*Source passage*:
%%
Error: You must call wandb.init() before wandb.use_artifact()

Two questions:

  1. how do I fix this? Would something like this suffice?
run = wandb.init(
        reinit=True,
        project="my_project",
        entity="my_entity",
        group="eda",
    )

# Download data from W&B
data = wandb.use_artifact(artifact_file)
data.download(root=data_dir)
  1. Since I called wandb.init(), I guess I should call run.finish()at the end of my EDA, otherwise the background process will run forever (or more realistically until some timeout). Now, in the usual training script, where all the code has been written and debugged before I launch the wandb background process, this would be easy: I would just add the run.finish() line at the end of the script. Here however I edit and add code while I continue with the analysis (it’s Jupyter). So what’s the best practice? Do I just go on with my analysis and add a run.finish() line in the last cell? Or do I call run.finish() immediately after downloading the data to the data_dir? In other words, I know the standard workflow for using W&B logger and artifacts in non-interactive mode (Python scripts), but I’m not so familiar with the W&B workflow for interactive analyses (Jupyter notebook). Can you help me? Thanks,

Andrea

1 Like

Great question @andreapi.
%%
*Data shown*:
%%
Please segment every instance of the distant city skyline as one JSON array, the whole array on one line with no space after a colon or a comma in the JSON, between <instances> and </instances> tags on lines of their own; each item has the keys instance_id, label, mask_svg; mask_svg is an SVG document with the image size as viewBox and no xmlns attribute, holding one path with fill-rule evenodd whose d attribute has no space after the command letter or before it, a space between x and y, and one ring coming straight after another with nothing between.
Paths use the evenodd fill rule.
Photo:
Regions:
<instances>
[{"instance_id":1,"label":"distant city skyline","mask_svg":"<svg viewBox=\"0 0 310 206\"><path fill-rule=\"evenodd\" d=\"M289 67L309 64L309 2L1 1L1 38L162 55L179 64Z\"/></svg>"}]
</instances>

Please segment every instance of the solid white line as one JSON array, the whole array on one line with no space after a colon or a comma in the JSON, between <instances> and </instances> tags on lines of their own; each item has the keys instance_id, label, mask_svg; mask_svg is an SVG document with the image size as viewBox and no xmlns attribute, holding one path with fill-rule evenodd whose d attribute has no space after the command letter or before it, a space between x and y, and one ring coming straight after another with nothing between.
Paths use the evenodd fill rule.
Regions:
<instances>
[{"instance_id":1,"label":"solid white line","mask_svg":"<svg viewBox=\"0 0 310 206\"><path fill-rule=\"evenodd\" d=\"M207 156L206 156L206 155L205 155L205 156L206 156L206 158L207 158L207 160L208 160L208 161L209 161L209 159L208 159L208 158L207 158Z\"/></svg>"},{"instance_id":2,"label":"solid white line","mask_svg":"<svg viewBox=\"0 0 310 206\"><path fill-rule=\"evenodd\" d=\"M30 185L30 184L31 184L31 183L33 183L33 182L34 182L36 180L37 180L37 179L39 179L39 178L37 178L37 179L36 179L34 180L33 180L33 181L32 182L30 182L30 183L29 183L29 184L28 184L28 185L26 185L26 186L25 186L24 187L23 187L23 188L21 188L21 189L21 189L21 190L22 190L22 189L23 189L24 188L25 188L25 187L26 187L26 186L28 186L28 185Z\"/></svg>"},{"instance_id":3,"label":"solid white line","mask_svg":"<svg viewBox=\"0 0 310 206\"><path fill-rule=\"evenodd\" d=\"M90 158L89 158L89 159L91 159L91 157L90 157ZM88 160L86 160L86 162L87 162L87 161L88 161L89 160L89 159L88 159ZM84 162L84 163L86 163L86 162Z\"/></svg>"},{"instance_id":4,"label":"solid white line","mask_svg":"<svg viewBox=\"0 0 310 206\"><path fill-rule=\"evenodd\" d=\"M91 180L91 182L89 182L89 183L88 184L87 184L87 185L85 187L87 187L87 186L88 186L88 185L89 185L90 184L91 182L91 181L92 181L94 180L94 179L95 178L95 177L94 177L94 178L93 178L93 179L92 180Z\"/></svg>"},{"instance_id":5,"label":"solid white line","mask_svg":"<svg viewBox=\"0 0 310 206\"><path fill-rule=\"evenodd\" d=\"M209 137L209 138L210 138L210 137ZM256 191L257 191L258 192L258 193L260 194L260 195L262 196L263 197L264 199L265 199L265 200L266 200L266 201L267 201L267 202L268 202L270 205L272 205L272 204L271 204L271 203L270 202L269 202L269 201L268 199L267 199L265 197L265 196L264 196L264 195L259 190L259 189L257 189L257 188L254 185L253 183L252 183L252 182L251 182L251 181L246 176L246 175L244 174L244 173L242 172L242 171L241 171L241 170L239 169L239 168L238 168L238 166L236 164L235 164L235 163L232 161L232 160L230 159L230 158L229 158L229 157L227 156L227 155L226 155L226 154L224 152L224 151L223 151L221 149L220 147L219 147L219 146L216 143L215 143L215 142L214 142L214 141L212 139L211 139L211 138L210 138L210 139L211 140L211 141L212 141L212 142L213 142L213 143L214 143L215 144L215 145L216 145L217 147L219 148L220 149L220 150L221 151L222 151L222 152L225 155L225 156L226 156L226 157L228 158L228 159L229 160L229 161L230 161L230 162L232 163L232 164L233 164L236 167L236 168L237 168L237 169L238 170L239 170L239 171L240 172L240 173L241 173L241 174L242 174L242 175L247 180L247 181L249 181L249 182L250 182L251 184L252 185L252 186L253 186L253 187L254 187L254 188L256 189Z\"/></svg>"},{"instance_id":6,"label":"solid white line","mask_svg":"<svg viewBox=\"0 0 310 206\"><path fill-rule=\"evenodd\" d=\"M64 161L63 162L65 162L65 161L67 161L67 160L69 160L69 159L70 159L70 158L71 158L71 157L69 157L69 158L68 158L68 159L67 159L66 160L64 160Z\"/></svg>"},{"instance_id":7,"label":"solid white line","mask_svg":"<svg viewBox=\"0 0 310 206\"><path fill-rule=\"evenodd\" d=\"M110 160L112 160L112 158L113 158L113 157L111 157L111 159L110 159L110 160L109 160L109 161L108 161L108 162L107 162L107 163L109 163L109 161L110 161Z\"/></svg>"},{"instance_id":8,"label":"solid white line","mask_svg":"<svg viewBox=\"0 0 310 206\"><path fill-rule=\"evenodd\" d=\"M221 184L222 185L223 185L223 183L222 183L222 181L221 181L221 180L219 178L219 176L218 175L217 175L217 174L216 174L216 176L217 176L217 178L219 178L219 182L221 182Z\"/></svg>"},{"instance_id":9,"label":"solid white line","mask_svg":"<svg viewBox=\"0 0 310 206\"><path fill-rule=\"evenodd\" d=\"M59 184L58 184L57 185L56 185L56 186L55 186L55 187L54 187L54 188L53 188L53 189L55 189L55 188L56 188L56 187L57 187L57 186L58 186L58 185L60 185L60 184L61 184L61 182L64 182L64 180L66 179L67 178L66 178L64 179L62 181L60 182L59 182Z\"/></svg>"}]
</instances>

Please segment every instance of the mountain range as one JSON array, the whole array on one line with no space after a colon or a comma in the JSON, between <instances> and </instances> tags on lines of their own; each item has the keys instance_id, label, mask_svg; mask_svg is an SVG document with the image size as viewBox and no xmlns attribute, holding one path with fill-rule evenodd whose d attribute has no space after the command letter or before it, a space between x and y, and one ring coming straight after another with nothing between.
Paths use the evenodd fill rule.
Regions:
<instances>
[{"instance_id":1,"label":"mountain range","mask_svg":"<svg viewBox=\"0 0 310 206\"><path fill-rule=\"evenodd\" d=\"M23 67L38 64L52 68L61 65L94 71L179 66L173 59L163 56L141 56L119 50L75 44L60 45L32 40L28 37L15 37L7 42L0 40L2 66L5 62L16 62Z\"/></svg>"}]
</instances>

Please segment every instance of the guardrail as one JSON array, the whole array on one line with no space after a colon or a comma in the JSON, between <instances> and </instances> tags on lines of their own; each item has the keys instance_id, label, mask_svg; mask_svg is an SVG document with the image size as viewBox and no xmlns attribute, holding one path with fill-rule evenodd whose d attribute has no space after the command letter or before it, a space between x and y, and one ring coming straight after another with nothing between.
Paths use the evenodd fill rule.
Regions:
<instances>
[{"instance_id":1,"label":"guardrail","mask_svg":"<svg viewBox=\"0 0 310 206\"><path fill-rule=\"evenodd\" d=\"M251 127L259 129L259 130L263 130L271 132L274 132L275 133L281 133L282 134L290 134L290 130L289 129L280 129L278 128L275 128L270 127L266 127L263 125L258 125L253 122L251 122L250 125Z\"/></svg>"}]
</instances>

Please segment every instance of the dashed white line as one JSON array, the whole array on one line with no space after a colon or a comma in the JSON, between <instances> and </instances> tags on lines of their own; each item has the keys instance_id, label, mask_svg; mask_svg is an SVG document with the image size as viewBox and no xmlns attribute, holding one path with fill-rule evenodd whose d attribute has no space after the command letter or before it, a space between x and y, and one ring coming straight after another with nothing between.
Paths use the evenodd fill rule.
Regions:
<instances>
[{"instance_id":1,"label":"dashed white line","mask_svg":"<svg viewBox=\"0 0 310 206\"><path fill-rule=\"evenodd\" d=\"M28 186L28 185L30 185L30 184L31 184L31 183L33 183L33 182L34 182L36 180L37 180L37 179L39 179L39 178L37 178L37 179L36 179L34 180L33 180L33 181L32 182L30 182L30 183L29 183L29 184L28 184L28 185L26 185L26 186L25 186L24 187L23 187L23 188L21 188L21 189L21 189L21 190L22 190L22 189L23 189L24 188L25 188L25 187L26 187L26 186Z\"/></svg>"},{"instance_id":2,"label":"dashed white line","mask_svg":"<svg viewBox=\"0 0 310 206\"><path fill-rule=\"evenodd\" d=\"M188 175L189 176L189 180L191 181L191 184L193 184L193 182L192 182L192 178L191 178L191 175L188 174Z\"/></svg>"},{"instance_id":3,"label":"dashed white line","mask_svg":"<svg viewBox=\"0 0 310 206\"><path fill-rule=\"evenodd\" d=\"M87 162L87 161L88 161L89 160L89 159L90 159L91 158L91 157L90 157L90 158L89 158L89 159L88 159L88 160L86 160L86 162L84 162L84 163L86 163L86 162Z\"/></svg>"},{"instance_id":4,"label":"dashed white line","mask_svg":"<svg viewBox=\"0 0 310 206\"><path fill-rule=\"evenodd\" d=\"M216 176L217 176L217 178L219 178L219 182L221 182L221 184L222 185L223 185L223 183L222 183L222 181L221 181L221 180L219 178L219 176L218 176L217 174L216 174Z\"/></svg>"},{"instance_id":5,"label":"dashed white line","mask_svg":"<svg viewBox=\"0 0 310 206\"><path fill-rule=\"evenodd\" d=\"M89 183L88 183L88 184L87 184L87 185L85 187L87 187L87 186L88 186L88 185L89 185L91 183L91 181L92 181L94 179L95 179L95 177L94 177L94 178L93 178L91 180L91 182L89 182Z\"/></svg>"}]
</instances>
%%
*Request*: Write the next part of the forum thread on calling wandb.init() before wandb.use_artifact() in a Jupyter notebook, picking up after "Great question @andreapi."

*Task output*:
Yes, Artifacts are connected to Runs in wandb – that’s what lets us give you that nice graph showing which run used which artifact.

Your solution works, and the data will be available locally at data_dir.

In terms of best practice, it depends on how you’re using W&B with your EDA.

If your EDA is not logged to W&B, that is if you’re just using Artifacts to store versioned data, rather than versioned analysis results, then you should close the run immediately. I would make sure you create run with the job_type argument to wandb.init set to download or something like that.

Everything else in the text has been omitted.